■ **OBJECTIVE**:
Collect each line of the rows below that contains the word "white". Case counts.

-- Start GIVEN RECORDS --

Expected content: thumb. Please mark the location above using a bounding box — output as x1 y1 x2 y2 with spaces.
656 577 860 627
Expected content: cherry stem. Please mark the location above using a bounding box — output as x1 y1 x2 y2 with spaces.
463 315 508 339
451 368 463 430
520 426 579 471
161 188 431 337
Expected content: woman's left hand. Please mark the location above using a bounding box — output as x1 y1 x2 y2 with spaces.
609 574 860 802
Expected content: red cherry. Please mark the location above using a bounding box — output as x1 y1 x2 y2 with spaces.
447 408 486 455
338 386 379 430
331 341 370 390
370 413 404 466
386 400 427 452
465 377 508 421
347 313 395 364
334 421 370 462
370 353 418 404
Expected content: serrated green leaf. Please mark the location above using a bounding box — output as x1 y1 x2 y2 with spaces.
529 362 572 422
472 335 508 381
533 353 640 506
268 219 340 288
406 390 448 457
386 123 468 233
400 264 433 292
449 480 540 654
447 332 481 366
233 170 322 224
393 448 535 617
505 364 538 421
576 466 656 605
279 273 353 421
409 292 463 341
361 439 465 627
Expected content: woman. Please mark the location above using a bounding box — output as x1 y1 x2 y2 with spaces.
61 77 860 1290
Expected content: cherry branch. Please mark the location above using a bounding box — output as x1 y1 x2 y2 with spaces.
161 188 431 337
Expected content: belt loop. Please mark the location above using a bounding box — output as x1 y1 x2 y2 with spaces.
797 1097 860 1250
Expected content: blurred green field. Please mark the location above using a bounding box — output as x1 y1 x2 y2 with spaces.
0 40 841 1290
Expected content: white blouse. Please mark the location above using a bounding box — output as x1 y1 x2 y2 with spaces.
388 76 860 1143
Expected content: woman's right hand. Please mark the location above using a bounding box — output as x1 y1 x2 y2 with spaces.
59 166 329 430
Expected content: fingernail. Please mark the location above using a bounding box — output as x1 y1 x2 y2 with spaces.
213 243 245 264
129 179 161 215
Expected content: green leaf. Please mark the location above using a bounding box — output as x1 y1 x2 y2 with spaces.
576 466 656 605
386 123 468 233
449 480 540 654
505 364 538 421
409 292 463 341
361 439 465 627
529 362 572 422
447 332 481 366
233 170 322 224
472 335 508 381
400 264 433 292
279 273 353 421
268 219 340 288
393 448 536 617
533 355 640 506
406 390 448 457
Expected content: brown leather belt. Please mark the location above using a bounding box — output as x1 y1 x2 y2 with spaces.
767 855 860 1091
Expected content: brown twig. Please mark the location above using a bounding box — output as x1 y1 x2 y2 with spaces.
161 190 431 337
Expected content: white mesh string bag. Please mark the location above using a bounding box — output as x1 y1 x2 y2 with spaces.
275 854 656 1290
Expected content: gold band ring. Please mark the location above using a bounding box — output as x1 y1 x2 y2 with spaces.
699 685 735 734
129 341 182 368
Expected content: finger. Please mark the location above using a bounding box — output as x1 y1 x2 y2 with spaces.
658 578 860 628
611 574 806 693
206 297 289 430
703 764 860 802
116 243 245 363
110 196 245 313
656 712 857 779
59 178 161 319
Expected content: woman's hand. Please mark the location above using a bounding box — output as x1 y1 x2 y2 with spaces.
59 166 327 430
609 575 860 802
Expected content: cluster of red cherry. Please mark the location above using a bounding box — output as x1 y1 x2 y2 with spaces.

-- End GIVEN RECORDS --

■ **EXERCISE RESPONSE**:
Expected content: white blouse. Please mark the location above using a bounding box — output as x1 y1 x2 y2 with spaces.
Expected content: white mesh string bag. Please mark the location above using a bounding box — output as x1 y1 x2 y2 with spaces.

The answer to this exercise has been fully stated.